Consignes du problème: Pouvez-vous extraire de la liste ci-dessous chaque ligne contenant la chaîne « block » et la recopier en entier ? La casse compte.

[Entrées d'annotation de coordonnées]
----------

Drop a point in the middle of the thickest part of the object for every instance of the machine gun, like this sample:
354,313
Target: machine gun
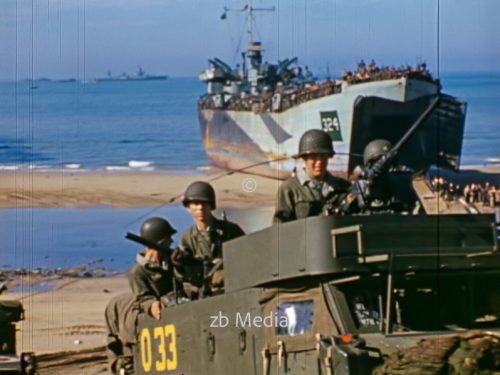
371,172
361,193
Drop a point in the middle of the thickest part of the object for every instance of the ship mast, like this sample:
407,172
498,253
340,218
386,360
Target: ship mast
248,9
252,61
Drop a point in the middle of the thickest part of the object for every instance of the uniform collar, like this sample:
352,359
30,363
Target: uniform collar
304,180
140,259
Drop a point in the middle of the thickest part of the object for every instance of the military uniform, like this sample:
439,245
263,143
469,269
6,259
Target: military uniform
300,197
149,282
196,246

----------

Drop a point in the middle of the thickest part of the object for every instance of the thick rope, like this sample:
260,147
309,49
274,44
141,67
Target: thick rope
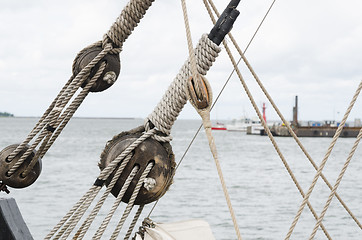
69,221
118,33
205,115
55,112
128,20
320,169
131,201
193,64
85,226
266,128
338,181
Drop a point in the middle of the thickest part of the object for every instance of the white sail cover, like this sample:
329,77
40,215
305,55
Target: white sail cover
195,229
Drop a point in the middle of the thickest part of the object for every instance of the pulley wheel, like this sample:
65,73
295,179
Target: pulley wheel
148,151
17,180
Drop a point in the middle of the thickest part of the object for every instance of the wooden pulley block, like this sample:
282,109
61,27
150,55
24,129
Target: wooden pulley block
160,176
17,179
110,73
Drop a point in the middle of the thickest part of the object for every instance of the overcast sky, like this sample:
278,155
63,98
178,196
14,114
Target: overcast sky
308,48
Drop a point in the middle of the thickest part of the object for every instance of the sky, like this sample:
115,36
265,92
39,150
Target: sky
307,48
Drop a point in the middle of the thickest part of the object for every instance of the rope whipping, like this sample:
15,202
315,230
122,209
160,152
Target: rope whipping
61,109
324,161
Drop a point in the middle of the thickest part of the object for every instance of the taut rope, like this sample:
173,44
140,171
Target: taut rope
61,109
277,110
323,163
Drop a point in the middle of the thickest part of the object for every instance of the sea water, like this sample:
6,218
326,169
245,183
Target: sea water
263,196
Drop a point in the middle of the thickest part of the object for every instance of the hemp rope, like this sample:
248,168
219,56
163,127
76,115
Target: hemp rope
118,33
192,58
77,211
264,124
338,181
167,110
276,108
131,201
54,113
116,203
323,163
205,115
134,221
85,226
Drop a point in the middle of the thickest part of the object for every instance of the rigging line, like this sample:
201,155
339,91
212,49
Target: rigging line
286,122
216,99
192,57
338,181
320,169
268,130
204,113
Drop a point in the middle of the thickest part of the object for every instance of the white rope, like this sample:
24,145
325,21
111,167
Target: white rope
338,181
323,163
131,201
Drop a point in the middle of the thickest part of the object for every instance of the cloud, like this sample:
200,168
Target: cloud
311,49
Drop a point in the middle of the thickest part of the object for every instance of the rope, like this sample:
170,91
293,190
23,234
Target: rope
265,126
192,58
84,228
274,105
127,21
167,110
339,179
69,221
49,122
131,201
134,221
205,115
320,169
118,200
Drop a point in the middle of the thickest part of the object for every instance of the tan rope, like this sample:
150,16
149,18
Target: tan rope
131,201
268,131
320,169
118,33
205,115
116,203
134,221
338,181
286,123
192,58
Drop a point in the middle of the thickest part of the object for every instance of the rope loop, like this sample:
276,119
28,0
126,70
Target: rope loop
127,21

----------

Corrigé de l'exercice:
Drop a point in the middle of the thickest part of the object for every instance of the wooden pulley block, like this sample:
Target: wooden pulley block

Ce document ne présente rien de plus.